== AVAILABLE DATA ==

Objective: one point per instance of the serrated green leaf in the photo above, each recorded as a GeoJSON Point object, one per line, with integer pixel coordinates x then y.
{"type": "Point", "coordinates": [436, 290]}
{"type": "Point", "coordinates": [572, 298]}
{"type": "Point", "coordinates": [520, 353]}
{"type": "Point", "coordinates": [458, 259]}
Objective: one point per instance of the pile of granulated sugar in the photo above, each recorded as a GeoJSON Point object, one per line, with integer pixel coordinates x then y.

===
== AVAILABLE DATA ==

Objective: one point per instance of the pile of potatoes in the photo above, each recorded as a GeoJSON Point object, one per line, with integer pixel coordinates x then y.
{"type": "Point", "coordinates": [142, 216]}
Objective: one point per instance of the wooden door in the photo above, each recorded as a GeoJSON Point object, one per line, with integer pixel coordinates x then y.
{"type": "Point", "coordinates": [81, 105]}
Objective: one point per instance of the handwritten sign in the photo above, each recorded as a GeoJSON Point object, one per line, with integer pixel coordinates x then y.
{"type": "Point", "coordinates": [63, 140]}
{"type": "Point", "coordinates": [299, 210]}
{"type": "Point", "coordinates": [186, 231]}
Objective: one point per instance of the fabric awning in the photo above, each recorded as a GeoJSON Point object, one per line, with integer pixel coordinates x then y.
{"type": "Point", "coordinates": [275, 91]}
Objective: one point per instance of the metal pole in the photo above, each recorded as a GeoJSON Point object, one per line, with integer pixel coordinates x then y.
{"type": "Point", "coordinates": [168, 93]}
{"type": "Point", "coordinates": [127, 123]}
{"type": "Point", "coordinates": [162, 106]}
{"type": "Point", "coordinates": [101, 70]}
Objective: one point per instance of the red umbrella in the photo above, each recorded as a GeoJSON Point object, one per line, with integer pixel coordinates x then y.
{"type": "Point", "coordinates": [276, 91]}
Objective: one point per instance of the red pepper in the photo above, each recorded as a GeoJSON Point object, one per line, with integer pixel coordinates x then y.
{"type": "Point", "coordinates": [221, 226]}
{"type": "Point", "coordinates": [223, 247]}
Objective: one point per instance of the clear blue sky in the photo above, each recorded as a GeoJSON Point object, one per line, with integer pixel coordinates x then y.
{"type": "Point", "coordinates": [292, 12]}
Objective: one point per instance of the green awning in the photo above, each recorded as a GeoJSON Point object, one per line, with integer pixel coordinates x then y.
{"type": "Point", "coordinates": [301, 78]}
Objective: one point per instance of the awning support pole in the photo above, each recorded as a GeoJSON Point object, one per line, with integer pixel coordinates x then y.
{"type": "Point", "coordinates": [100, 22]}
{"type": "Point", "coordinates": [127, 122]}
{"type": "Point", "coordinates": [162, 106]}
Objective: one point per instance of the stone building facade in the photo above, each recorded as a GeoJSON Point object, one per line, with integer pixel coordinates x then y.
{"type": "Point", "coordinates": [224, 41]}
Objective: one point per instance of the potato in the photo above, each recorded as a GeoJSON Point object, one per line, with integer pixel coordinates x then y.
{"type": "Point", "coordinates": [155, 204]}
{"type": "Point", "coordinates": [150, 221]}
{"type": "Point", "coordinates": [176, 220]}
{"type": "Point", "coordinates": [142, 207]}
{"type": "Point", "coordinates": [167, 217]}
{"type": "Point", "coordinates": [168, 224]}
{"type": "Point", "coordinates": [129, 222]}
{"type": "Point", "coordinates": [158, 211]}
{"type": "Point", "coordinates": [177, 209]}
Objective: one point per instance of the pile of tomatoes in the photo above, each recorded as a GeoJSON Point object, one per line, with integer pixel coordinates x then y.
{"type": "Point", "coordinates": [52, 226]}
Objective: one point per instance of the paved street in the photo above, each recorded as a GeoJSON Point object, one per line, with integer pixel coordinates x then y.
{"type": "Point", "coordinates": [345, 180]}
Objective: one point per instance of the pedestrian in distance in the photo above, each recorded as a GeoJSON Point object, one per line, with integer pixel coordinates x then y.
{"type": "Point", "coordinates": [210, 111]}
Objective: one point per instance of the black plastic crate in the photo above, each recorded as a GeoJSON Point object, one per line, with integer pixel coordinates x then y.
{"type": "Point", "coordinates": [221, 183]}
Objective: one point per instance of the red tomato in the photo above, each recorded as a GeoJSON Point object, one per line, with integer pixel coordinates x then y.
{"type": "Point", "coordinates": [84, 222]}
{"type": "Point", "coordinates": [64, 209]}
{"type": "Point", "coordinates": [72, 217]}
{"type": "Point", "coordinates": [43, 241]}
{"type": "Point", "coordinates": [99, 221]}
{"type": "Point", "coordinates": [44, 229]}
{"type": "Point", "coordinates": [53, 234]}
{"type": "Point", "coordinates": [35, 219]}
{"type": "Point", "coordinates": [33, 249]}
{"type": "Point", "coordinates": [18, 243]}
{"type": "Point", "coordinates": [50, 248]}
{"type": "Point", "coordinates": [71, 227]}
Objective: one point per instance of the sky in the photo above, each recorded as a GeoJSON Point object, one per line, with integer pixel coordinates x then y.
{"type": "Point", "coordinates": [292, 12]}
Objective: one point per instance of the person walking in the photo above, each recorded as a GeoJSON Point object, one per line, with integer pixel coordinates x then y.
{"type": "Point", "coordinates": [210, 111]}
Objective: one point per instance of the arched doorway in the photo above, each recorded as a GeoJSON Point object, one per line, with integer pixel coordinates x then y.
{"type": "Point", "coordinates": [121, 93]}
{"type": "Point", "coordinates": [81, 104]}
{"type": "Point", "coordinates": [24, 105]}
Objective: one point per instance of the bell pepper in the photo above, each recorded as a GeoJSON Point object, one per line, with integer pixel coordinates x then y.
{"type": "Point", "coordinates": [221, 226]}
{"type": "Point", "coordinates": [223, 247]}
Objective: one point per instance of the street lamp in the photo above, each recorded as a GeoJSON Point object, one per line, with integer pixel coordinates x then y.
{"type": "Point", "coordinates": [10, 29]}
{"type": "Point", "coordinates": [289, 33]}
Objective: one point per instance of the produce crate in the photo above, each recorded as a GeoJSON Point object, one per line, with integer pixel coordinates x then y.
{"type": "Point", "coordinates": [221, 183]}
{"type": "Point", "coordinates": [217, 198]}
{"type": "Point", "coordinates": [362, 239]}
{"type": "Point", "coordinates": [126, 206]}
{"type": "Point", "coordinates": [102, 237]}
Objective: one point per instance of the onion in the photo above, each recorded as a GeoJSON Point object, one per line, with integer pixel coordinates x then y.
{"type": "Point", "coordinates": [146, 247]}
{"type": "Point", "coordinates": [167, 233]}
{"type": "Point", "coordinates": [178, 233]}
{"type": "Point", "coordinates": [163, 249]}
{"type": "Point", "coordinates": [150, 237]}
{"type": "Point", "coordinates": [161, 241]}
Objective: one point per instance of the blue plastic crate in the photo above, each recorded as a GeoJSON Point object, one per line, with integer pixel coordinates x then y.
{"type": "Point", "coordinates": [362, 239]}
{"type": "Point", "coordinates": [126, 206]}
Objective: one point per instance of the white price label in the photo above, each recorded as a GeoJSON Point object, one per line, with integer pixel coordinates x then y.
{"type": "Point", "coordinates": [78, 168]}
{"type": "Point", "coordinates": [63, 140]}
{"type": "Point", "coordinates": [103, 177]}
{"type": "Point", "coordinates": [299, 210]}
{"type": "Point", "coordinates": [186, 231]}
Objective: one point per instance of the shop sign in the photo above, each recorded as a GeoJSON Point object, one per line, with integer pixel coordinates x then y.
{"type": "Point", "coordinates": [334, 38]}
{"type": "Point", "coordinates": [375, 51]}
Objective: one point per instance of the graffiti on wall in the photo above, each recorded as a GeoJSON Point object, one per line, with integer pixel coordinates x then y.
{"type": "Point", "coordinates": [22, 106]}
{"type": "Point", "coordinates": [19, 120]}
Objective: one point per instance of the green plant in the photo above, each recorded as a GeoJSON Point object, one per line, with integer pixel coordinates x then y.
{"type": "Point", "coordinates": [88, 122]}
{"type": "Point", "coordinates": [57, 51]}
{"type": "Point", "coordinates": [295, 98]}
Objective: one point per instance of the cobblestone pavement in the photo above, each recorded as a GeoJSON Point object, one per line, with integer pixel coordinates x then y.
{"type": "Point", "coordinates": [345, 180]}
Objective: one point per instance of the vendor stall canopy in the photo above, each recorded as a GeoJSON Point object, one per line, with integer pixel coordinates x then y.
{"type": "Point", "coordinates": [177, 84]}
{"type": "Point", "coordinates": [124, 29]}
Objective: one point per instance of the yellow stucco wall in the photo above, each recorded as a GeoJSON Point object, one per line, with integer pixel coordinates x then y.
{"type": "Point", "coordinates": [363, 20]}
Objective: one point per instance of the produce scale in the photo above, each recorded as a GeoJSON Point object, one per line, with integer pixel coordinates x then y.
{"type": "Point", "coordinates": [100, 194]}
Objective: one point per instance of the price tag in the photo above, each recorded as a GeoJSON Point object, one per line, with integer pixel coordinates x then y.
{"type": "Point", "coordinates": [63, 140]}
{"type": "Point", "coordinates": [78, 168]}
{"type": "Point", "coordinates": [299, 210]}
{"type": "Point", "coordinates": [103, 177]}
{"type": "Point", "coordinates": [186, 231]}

===

WORK INSTRUCTION ▸
The required answer is the run of lines above, starting at the line with "Objective: one point per instance of the serrated" and ending at the line with "Objective: one point per instance of the pile of granulated", reproduced exactly with both ends.

SOLUTION BELOW ▸
Objective: one point per instance of the serrated green leaf in the photo above, each recorded as a GeoJSON Point object, one per line, with integer pixel coordinates x then y.
{"type": "Point", "coordinates": [436, 290]}
{"type": "Point", "coordinates": [572, 298]}
{"type": "Point", "coordinates": [520, 353]}
{"type": "Point", "coordinates": [458, 259]}
Objective: one point per instance of the pile of granulated sugar in the photo above, each recorded as a GeoJSON Point object, one per line, with integer pixel coordinates x then y.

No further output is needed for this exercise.